Gekozen fragment
Zeven beklaagden worden vervolgd voor mensenhandel met het oog op de seksuele uitbuiting, aanwerving en uitbuiting van de prostitutie van een jonge Roemeense vrouw. Drie van hen worden daarnaast vervolgd voor verkrachting, een vierde voor poging tot verkrachting en vrijwillige slagen en verwondingen tegenover hetzelfde slachtoffer. Vier van hen worden ook vervolgd voor willekeurige detentie van het slachtoffer.

De jonge vrouw had werk noch geld in Roemenië, terwijl ze instond voor de zware behandeling van haar zieke dochter. Een vriend bracht haar in contact met twee mannen, die haar voorstelden in een bar of restaurant in België te gaan werken. Na haar aankomst werd ze, met het oog op prostitutie, voor 1.000 euro verkocht aan één van de beklaagden. Die heeft haar opgevangen, gecontroleerd en opgesloten. Ze werd gedwongen zich te prostitueren. Vervolgens werd ze doorverkocht aan een andere man (één van de andere beklaagden) die haar verplichtte seksuele relaties te hebben met een derde en die haar probeerde te verkrachten. Hij stelde haar tewerk als raamprostitué in Duitsland. Haar documenten werden afgenomen. Uiteindelijk slaagde ze erin te ontsnappen uit de hotelkamer waarin ze werd opgesloten.

Bronmateriaal
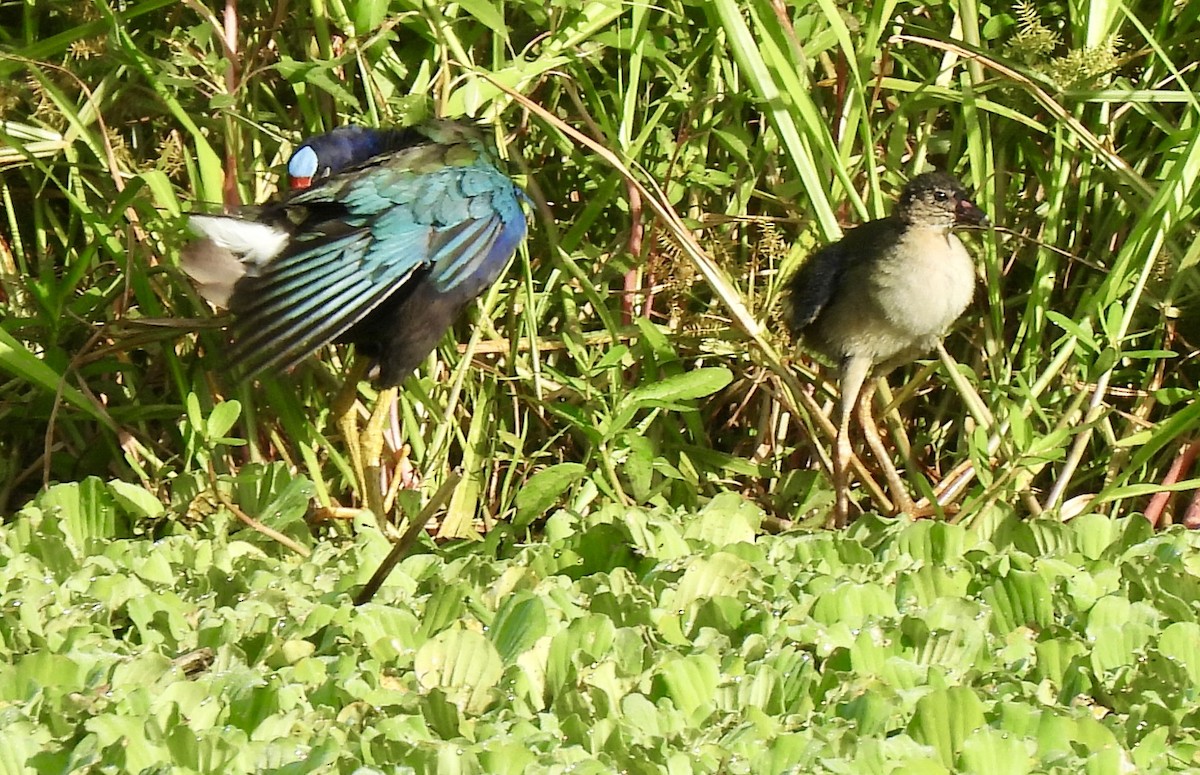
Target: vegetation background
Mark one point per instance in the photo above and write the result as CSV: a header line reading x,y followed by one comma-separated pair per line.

Opdracht
Kopieer letterlijk het deel van de tekst over de mensenhandelzaak dat begint bij de woorden "De jonge vrouw". Stop na "ze werd opgesloten.".

Resultaat
De jonge vrouw had werk noch geld in Roemenië, terwijl ze instond voor de zware behandeling van haar zieke dochter. Een vriend bracht haar in contact met twee mannen, die haar voorstelden in een bar of restaurant in België te gaan werken. Na haar aankomst werd ze, met het oog op prostitutie, voor 1.000 euro verkocht aan één van de beklaagden. Die heeft haar opgevangen, gecontroleerd en opgesloten. Ze werd gedwongen zich te prostitueren. Vervolgens werd ze doorverkocht aan een andere man (één van de andere beklaagden) die haar verplichtte seksuele relaties te hebben met een derde en die haar probeerde te verkrachten. Hij stelde haar tewerk als raamprostitué in Duitsland. Haar documenten werden afgenomen. Uiteindelijk slaagde ze erin te ontsnappen uit de hotelkamer waarin ze werd opgesloten.